Extract to read:
——
This is nothing like art school, which was talkative and trendy. At Chinese University of Hong Kong, Chung's instructors taught her the ideas behind the modernist revolution and global contemporary art. But when they sent her to her studio to work, she says she didn't know what to do.

"It was like, here's a brush, go paint, you are an artist," Chung says. "After I graduated, I felt like I couldn't paint, I couldn't do things." She dismisses her university art education—"I feel like it's a lot of BS."

Standing next to her easel, Chung is on the top floor of Gage Academy of Art, an independent specialty school in Seattle that has 1,500 students. "Classical Training for Contemporary Artists" is the motto of Gage, which has been operating since 1992. Back then, it was called the Academy of Realist Art. In 2004, it moved into its current home, the historic St. Nicholas brick schoolhouse in a pastoral part of Capitol Hill, nestled next to St. Mark's Cathedral.

That year, 2004, is when the atelier, or studio, of classical instructor Juliette Aristides went full-time. Chung is one of only 16 students allowed to study in the Aristides Atelier within Gage Academy. What is now a hushed sanctuary with a communal wood table and gentle natural light filtered through a blanket of trees was once the painting studio for Cornish College of the Arts. The room had red paint splattered on the floor like blood and black graffiti on the walls where holes weren't kicked through. Now, students disappear into the atelier like monks. They work on their art from 9:30 a.m. to 4:30 p.m. Mondays through Fridays, and often after hours.

There is only one other full-time classical atelier on the West Coast (in L.A.). Only about 30 exist across the country. The atelier system—of extended apprenticeships in the studios of master artists—is an old European tradition, spanning back to the Renaissance and up through the Flemish painting guilds to the École des Beaux-Arts in Paris. But they faced extinction in America when art education became a province of universities in the first half of the 20th century. And it's not just here. Right now, a controversial move to standardize higher education across Europe means the atelier system is giving way there, too.

The Aristides Atelier at Gage is one of the few torch-bearers, and because it is so rare, its 16 students come from all over the world and make sacrifices to attend full-time. Several already have degrees in art. Chung moved from Hong Kong, Tenaya Sims from Southern California. Eduardo Fernandez commutes from Portland every week. Joshua Langstaff's wife got into a graduate program in New York, but gave it up so Langstaff could attend the Aristides Atelier; they moved from Michigan. Kurt Thomas, who also relocated from Michigan, pays his way by following up his 35-hour week at the atelier with weekends and nights doing carpentry. Tuition at the Aristides Atelier is $6,000 a year.

After all this work, these students will not receive diplomas, because Gage Academy is not an accredited school. They are here strictly because they believe that this is the best art education they can get. They are taught to master exacting techniques through observation and replication. First, they draw in pencil, then in charcoal. When they're proficient, they're allowed to paint, first in gray scale, then in full color. It can take more than a year to graduate to paint.
——
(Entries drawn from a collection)
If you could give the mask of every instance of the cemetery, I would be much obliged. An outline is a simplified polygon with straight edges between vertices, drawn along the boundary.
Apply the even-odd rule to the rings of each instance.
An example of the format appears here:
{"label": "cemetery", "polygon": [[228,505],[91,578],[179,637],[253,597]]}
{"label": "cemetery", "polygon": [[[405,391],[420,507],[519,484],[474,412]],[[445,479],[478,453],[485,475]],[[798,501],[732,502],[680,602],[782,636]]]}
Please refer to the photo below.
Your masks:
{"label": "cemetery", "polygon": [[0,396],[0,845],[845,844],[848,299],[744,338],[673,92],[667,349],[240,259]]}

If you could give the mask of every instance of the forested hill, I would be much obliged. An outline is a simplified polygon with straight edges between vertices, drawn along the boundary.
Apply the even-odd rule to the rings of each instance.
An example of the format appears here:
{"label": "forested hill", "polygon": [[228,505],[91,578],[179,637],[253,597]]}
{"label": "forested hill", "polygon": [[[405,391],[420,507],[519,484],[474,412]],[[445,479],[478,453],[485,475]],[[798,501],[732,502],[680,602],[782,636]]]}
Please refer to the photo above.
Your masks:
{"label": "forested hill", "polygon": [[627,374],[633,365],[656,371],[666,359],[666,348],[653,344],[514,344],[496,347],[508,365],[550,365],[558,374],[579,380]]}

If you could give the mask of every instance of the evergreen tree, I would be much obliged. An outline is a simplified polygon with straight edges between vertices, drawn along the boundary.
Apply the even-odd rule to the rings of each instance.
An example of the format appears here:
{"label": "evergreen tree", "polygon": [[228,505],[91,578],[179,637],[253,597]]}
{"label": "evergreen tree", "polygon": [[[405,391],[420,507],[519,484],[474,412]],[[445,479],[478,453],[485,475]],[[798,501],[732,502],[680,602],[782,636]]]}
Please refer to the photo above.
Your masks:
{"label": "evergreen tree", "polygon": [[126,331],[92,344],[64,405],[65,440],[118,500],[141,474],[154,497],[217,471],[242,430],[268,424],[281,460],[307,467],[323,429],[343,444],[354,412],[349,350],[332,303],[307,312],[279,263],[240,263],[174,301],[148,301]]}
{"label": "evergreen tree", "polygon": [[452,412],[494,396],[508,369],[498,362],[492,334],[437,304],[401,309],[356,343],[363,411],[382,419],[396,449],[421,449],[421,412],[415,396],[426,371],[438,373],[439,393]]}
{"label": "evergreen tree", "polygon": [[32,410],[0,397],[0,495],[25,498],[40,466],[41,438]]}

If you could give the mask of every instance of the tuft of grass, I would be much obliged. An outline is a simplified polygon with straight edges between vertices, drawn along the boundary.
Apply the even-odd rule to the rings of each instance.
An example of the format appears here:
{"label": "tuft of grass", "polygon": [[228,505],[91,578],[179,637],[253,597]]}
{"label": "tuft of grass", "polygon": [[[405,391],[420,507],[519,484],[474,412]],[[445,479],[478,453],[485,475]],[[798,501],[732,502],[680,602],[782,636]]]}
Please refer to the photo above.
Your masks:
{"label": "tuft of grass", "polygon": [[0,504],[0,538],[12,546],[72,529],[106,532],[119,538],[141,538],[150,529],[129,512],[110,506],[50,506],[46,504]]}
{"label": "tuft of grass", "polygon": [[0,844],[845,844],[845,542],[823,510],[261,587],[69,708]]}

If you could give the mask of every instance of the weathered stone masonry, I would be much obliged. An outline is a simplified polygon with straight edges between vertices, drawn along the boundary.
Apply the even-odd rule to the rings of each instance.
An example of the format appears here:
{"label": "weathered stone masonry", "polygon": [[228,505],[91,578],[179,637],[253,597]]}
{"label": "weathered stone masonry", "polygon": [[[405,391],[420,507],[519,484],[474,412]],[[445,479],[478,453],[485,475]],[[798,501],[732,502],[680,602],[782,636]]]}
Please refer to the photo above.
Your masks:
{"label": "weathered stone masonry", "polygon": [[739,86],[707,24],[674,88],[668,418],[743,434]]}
——
Written instruction 1:
In the article about the Aristides Atelier, what is the yearly tuition?
Written instruction 2:
Write the next part of the article about the Aristides Atelier, picking up after its final sentence.

Answer 1:
$6,000 a year.

Answer 2:
Every morning, they spend three hours drawing or painting from a posed model. In the afternoons, they work on individual projects: copying drapery studies by Leonardo da Vinci, mixing color charts to match the hues in an Old Master painting, drawing copies of plaster casts. The curriculum lasts four years, and Aristides, a petite and brusque woman with laser focus, monitors each student individually. Aristides is known in the classical atelier world as one of the better instructors in the United States. Her students speak of her in awed tones.

"I am a little afraid of her, and I can say that because I respect her," Chung says. "This is just incredibly hard work. It's not uncommon for people to break down and cry in the atelier."


Last spring, Gage Academy invited someone from the mainstream art world to judge its schoolwide competition—Greg Kucera, a dealer whose gallery in Seattle is the most likely to feature a household-name artist. His juror's statement was posted on the wall in Gage's gallery, alongside the drawings, paintings, and sculptures in the exhibition.

"There seems to be a good deal of showing off what one can do but very little that caught any kind of emotional depth," Kucera wrote. "It's like hearing a violinist who can hit all the notes in a complex sonata by William Walton but not give you any satisfaction of the passion."

This inspired a counteroffensive from students. They handwrote a manifesto and pinned it to the wall across from Kucera's commentary, on an enormous piece of paper.

"The Passion is in trusting yourself even when the rest of the art world tells you what you are doing isn't valid. The Passion is in beginning an endeavor like this in the first place. The Passion is in spending 30 hours on a painting struggling to keep it fresh and alive."


As polite and quiet as the Aristides Atelier is, it is a radical protest against the art mainstream. The last 120 years of art do not penetrate the deep-burgundy velvet drapes at the door. Modernism does not exist. Not even photography is acknowledged as an art form, or encouraged as source material for painting. Direct observation from life is the foundation.

This contrarian vein goes back to an archconservative painter who declared war on modern painting and called for a rebirth of "classical realism" in the United States in the 1950s. His name was R. H. Ives Gammell, and he wrote a book called Twilight of Painting.

"Misplaced intellectualism imposed on ignorant execution" was his universal swipe at anything that didn't resemble French academic painting.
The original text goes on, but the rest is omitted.